= Exercise brief =
Count the lines in the items below that contain the word "white", and give only that number.

Records from a dataset:
════════
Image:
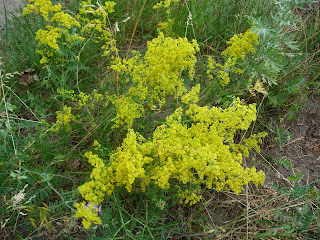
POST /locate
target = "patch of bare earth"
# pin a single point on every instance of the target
(300, 154)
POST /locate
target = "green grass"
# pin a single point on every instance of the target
(51, 166)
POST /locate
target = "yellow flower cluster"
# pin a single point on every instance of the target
(89, 214)
(188, 196)
(93, 191)
(165, 3)
(203, 153)
(93, 18)
(155, 76)
(240, 46)
(48, 39)
(84, 101)
(64, 118)
(43, 7)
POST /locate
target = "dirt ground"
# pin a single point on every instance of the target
(299, 154)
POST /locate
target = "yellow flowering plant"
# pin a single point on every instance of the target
(241, 45)
(153, 77)
(58, 42)
(198, 152)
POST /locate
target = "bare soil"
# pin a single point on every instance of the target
(300, 154)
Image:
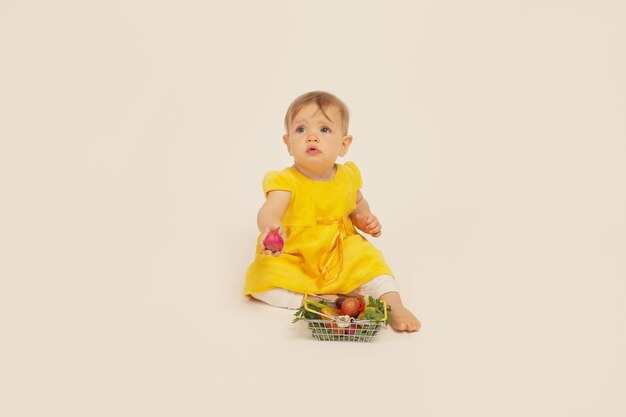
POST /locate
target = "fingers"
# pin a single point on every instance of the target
(371, 225)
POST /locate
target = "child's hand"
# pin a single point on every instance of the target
(368, 224)
(268, 251)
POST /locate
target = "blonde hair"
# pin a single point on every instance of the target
(324, 101)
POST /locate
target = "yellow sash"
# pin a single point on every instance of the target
(331, 264)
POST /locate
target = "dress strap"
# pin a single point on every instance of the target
(331, 264)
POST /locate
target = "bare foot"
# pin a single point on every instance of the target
(402, 319)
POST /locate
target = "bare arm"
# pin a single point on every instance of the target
(270, 216)
(363, 218)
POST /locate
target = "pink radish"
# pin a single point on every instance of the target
(273, 241)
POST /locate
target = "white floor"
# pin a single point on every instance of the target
(133, 139)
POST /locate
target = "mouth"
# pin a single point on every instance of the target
(312, 150)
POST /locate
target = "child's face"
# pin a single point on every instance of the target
(314, 141)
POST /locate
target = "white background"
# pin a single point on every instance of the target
(133, 139)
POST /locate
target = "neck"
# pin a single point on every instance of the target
(323, 175)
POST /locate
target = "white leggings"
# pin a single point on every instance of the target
(280, 297)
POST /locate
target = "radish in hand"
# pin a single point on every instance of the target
(273, 241)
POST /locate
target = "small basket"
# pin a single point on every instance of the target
(334, 329)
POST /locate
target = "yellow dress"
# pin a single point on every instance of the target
(324, 254)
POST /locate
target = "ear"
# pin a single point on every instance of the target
(286, 140)
(345, 145)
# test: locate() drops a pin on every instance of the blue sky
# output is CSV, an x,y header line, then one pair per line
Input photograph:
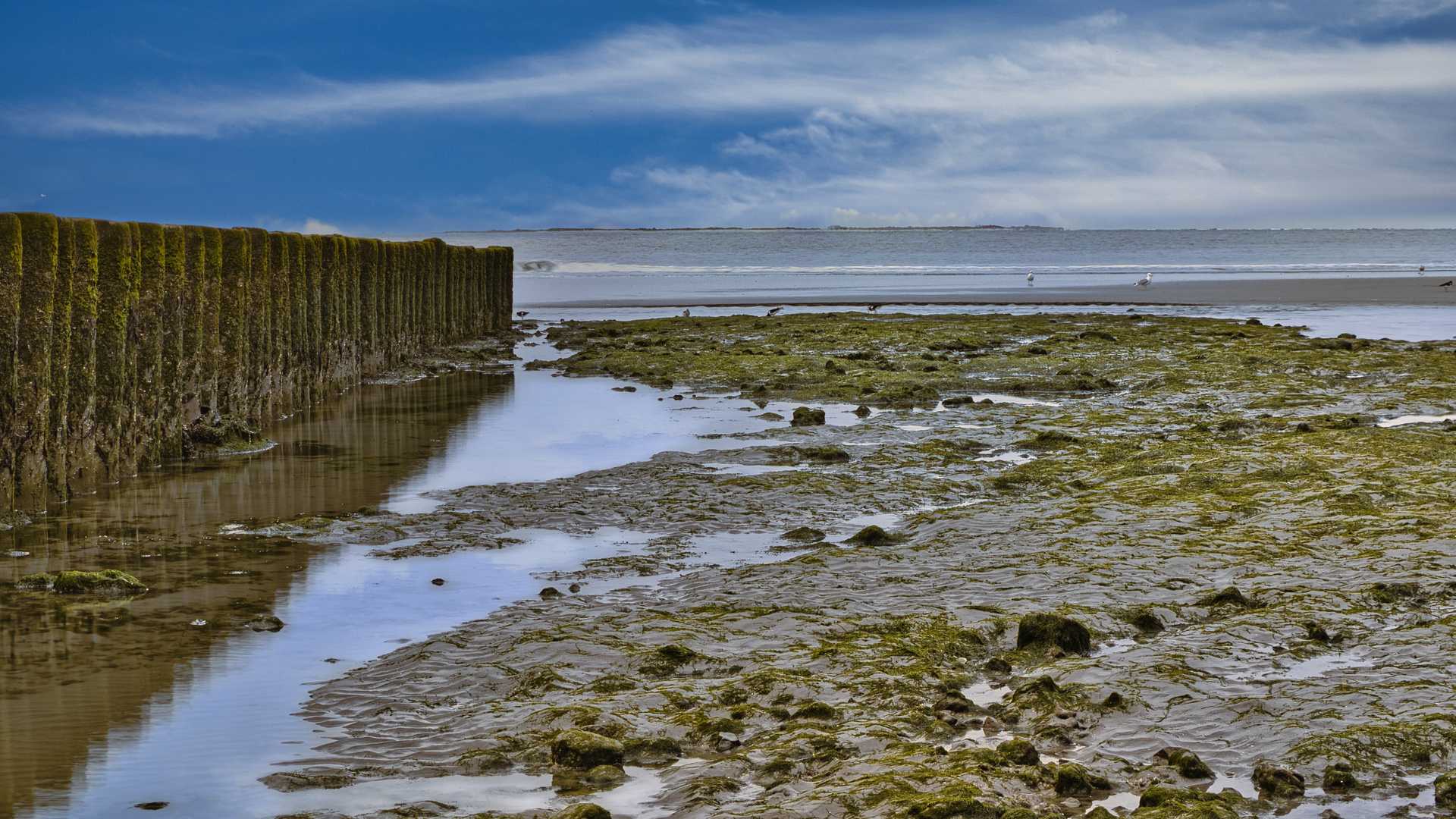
════════
= Exercise solution =
3